[Problem details]
Exact repetition, please: start with the line where "Where can you see the audi headlight" appears and stop after the final line of the records.
BEGIN Record set
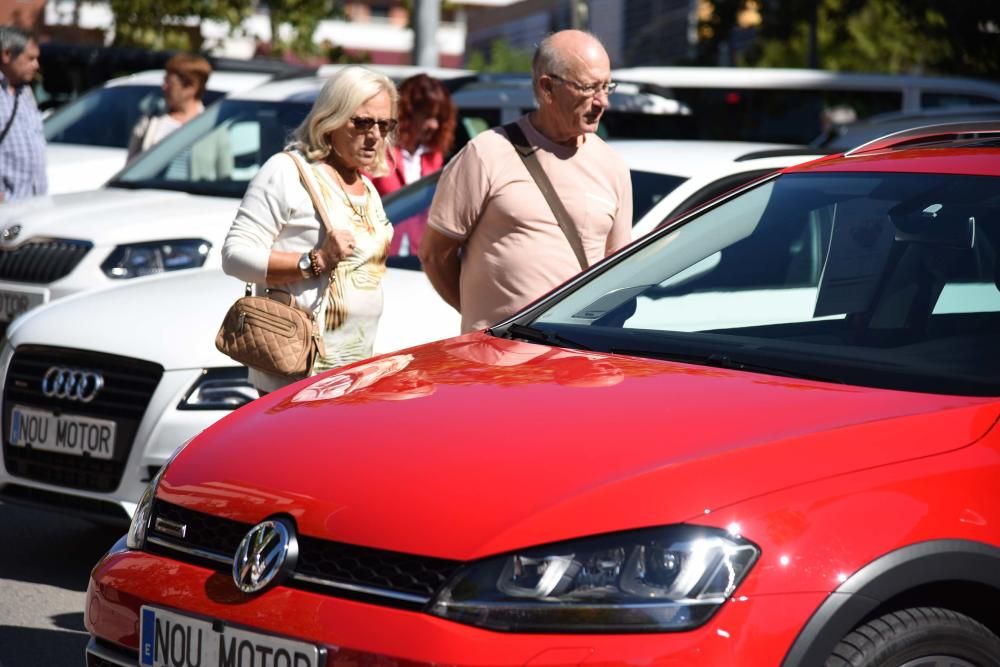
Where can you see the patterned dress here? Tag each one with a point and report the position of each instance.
(353, 306)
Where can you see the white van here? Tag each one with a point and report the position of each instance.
(797, 105)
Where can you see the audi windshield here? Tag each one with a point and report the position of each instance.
(878, 279)
(219, 151)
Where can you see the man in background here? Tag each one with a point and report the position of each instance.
(22, 141)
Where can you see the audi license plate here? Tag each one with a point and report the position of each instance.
(66, 434)
(174, 640)
(13, 304)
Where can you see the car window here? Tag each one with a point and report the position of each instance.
(218, 152)
(714, 189)
(648, 188)
(785, 116)
(407, 209)
(106, 116)
(935, 100)
(879, 279)
(638, 125)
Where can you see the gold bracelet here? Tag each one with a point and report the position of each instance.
(314, 263)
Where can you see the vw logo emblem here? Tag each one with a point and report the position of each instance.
(267, 551)
(72, 384)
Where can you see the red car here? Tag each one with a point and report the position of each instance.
(764, 435)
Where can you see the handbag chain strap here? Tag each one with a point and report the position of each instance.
(529, 156)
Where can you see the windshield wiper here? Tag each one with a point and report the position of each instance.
(721, 360)
(536, 335)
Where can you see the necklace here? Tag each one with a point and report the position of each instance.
(363, 213)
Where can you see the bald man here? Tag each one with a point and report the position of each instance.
(492, 243)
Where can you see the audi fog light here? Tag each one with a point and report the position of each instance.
(143, 259)
(136, 537)
(660, 579)
(220, 389)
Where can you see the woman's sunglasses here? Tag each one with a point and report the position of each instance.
(365, 124)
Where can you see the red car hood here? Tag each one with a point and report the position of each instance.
(476, 445)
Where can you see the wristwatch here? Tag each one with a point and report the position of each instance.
(305, 265)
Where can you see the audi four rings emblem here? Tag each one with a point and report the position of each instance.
(266, 551)
(72, 384)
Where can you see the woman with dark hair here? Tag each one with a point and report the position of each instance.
(426, 133)
(183, 87)
(427, 118)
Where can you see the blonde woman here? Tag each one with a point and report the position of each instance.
(276, 240)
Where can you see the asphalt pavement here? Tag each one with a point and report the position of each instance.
(45, 561)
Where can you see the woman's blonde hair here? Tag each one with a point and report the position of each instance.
(337, 101)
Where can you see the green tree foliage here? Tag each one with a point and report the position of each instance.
(171, 24)
(163, 24)
(502, 58)
(302, 16)
(893, 36)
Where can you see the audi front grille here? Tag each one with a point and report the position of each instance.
(42, 261)
(126, 389)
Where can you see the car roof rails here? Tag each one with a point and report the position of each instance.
(925, 135)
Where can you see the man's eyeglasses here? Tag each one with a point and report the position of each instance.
(590, 89)
(365, 124)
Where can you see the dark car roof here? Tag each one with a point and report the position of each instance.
(949, 148)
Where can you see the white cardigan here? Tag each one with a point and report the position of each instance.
(277, 214)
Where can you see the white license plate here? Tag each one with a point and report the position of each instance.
(13, 304)
(66, 434)
(174, 640)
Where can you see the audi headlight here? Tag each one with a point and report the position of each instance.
(661, 579)
(219, 389)
(143, 259)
END Record set
[The completed task]
Where can you see the audi headlight here? Tag each one with a point and report the position of each instance.
(661, 579)
(219, 389)
(143, 259)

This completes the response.